# Article
______
Selon le chercheur, "les sécheresses résultent du déficit d'eau sur une période prolongée, qui s'aggrave rapidement avec le réchauffement global, car l'eau s'évapore plus vite du terrain, alors que les pluies intenses sont le résultat de l'accumulation excessive de vapeur d'eau dans l'atmosphère favorisée par le réchauffement".
Cependant, ces pluies intenses, qui humidifient les sols, ne compensent pas toujours le déficit d'eau des nappes souterraines, qui constituent des réserves d'eau à long terme, puisqu'elles mettent plus longtemps à se reconstituer.

"Il ne suffit pas d'avoir beaucoup de pluie : les sols ne sont pas capables d'absorber des précipitations très importantes. C'est pourquoi, il est beaucoup plus efficace d'avoir des pluies légèrement au-dessus de la moyenne pendant tout l'hiver, ou juste normales, pour recharger les nappes, plutôt que d'escompter qu'en un mois les pluies puissent compenser le déficit des mois passés", soulignait déjà Agnès Ducharme (archivé ici), hydrologue et directrice de recherche au CNRS, auprès de l'AFP dans cet article début mars 2023.
"Après des mois très secs, même s'il pleut pendant trois mois, il n'y aura plus de sécheresse météorologique, mais toujours une sécheresse hydrologique", expliquait aussi Davide Faranda (archivé ici),auprès de l'AFP en mai 2023. La sécheresse météorologique est un déficit anormal des précipitations, si elle dure, elle peut engendrer une sécheresse dite "hydrologique" qui correspond à une baisse du niveau des nappes phréatiques et des cours d'eau (archivé ici).
Autre indice, Météo-France (archivé ici) précise qu'à l'horizon 2050 que "les sécheresses, déjà deux fois plus fréquentes qu'en 1960, vont encore se multiplier".
Distinguer la météo du climat
Le réchauffement du climat depuis l'ère industrielle, causé par les émissions de CO2 liées aux activités humaines, fait aujourd'hui l'objet d'un consensus auprès des scientifiques.
Mais, "il ne faut pas confondre ce qui relève des conditions météo, qui caractérisent des phénomènes atmosphériques au jour le jour, et l'étude du climat qui s'intéresse aux tendances à long terme", expliquait Samuel Morin, directeur du Centre national de recherches météorologiques (CNRM), une unité mixte de recherches rattachée à Météo-France et au Centre national de la recherche scientifique (CNRS), à l'AFP en mai 2023. "Les conditions météo sont variables d'un an à l'autre, d'un jour à l'autre", avait-il ajouté.
Comme l'indique cette fiche rédigée par chercheurs du CNRS associés au site BonPote dédié à l'environnement, les différences entre météo et climat sont nombreuses (archivés ici et ici). Alors que la météo correspond à "l'étude des phénomènes atmosphériques pour prévoir le temps", le climat correspond quant à lui à "l'étude des statistiques de variables atmosphériques sur une longue période de temps".
Son étude ne permet pas de donner des "prévisions détaillées au jour le jour" mais des "probabilités de changements à long terme".
______
# Consignes
1. Recopiez mot pour mot le passage de l'article sur la sécheresse qui commence par les mots « Autre indice, Météo-France » et se termine par « auprès des scientifiques. ».
2. D'après Météo-France, cité dans l'article sur la sécheresse, combien de fois les sécheresses sont-elles déjà plus fréquentes qu'en 1960 ?
3. Poursuivez l'article sur la sécheresse et le climat après sa dernière phrase.

# Lignes extraites
______
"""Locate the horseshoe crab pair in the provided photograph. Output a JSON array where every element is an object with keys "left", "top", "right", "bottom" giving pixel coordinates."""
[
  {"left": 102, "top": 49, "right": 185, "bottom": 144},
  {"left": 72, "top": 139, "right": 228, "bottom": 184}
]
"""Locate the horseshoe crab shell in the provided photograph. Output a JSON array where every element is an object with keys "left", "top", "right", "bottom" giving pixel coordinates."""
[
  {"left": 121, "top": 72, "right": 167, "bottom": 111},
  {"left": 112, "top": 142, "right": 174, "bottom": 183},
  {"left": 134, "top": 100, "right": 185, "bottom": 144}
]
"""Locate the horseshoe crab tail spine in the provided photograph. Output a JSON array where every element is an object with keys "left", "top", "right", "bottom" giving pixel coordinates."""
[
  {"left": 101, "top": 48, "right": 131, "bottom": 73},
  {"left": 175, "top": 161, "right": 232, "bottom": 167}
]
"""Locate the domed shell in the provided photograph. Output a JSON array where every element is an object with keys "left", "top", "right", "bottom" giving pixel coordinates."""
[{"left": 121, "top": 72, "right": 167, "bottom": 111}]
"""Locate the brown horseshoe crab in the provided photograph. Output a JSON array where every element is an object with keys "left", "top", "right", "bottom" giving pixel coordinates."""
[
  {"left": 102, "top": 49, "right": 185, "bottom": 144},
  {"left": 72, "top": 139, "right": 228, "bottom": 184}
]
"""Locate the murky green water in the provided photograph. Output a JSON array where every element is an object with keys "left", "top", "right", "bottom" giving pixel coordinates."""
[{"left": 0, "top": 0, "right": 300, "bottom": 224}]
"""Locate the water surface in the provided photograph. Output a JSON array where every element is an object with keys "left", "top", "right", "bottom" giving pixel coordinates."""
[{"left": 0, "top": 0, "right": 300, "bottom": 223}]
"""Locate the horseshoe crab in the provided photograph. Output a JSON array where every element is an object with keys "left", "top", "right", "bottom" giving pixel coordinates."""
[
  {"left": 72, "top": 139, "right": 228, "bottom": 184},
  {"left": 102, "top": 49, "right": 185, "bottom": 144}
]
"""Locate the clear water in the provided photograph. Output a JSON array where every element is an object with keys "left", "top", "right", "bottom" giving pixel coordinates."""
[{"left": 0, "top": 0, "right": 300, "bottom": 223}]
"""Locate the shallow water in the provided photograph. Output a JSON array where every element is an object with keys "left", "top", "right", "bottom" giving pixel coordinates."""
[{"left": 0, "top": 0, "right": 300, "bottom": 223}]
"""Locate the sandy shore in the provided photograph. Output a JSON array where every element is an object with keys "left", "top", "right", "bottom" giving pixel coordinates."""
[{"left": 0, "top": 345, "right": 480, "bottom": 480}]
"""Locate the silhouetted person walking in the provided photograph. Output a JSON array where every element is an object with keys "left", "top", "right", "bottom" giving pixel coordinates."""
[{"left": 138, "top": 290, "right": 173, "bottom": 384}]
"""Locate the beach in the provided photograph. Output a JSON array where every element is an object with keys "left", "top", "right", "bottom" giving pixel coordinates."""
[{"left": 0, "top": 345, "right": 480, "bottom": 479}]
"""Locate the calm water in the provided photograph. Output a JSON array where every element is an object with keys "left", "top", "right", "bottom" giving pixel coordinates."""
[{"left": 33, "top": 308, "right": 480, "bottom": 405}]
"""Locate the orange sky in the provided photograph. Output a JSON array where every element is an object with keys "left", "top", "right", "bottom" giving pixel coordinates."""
______
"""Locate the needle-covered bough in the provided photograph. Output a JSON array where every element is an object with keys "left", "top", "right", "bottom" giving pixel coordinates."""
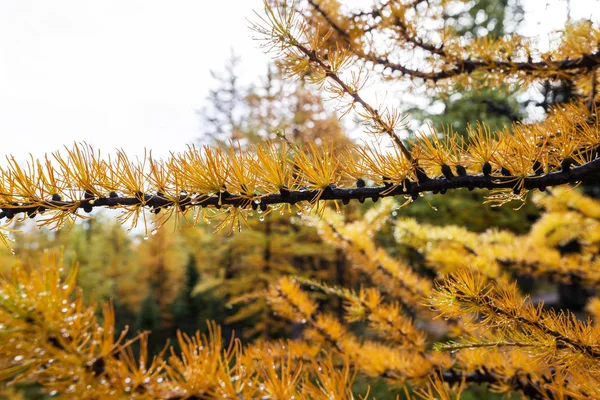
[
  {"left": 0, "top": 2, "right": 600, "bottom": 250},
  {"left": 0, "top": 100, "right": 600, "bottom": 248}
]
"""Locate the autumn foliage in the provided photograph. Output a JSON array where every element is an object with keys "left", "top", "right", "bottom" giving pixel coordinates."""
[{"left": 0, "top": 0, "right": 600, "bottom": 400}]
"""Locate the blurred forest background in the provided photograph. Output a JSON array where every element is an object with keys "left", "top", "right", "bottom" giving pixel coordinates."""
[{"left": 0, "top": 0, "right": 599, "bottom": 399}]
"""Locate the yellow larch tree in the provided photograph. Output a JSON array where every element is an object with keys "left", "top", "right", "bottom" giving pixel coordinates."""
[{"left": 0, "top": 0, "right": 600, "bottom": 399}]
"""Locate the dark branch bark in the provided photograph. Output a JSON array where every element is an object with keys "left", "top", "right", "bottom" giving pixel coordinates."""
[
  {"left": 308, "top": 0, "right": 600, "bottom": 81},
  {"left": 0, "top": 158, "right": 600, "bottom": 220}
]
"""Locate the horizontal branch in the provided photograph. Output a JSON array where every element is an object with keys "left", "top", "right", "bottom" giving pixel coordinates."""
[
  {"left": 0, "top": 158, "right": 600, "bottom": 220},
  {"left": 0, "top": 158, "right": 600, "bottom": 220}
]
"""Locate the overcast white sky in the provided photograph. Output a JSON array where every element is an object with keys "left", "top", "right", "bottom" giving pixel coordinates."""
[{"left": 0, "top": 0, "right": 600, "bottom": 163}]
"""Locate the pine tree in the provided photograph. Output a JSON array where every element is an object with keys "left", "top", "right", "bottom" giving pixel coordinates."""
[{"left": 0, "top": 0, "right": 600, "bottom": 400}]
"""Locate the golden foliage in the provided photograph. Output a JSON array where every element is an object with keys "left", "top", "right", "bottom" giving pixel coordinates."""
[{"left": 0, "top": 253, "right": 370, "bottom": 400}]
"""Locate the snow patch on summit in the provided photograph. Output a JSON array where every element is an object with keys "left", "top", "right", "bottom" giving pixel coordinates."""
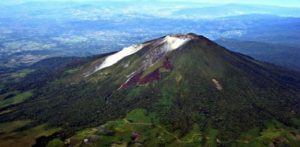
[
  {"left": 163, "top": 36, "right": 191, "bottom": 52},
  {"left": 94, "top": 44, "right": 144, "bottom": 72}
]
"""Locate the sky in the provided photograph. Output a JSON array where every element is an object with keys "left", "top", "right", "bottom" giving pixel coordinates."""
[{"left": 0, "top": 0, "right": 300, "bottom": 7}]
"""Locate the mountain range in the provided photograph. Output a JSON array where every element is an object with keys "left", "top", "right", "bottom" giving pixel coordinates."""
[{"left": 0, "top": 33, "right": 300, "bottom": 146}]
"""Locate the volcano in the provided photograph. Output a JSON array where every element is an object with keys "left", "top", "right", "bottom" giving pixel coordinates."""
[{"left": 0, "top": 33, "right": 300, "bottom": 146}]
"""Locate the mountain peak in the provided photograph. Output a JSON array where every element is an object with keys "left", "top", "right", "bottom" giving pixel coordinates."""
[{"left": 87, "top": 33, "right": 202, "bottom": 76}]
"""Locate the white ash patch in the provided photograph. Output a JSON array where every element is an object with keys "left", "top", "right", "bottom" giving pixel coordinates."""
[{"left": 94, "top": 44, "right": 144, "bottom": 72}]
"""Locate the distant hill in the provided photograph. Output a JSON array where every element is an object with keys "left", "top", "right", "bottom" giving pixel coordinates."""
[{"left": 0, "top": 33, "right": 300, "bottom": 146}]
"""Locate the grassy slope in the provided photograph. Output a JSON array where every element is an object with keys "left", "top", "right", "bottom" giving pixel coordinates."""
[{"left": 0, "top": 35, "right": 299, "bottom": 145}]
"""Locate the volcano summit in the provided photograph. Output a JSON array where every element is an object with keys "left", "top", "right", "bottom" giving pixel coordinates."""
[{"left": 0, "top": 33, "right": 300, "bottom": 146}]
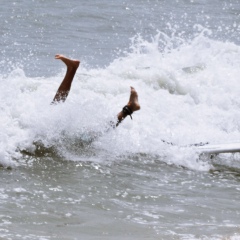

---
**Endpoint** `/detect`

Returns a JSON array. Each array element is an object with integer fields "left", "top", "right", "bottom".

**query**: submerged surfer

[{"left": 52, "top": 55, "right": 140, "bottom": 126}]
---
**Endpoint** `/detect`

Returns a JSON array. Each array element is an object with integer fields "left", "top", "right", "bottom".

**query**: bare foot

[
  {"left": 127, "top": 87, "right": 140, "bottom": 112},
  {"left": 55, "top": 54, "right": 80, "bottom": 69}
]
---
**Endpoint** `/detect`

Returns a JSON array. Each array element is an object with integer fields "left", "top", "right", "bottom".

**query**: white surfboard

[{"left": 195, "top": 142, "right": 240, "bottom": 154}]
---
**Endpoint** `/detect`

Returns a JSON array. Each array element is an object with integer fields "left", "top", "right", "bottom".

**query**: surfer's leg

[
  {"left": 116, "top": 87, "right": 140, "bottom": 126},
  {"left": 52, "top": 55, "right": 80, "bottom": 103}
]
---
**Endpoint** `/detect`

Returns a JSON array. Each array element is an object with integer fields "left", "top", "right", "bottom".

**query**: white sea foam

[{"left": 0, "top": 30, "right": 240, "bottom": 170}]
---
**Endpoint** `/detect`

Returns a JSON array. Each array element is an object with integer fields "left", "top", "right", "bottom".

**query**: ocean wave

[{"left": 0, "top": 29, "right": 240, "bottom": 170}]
______
# Réponses
1.
Autre indice, Météo-France (archivé ici) précise qu'à l'horizon 2050 que "les sécheresses, déjà deux fois plus fréquentes qu'en 1960, vont encore se multiplier".
Distinguer la météo du climat
Le réchauffement du climat depuis l'ère industrielle, causé par les émissions de CO2 liées aux activités humaines, fait aujourd'hui l'objet d'un consensus auprès des scientifiques.

2. Deux fois plus fréquentes.

3.
La neige, la pluie ou les vagues de froid ne sont donc pas incompatibles avec le réchauffement global de la planète, comme le souligne cet article de Météo-France, publié fin 2022 (archivé ici). "On bat ces dernières années près de dix fois plus de records de chaleur que de froid, ce qui est une indication claire du changement climatique", rappelait Samuel Morin.
Publié à partir de 2021, le dernier rapport du Groupe d'experts intergouvernemental sur l'évolution du climat (Giec), qui synthétise données et études sur le climat, indique que le réchauffement climatique devait atteindre 1,5°C par rapport à l'ère préindustrielle dès les années 2030-2035, mais la température a déjà grimpé de près de 1,2°C en moyenne.

En plus, des records de températures, d'autres événements extrêmes s'observent sur la planète, eux aussi sont des conséquences du dérèglement du climat.
Les événements extrêmes vont se multiplier
Les effets et les conséquences du réchauffement climatique sont variables selon les régions du monde et les épisodes de précipitations importantes dans certaines régions ne sont ainsi pas contradictoires avec le réchauffement climatique, mais sont bien considérés comme l'une de ses conséquences.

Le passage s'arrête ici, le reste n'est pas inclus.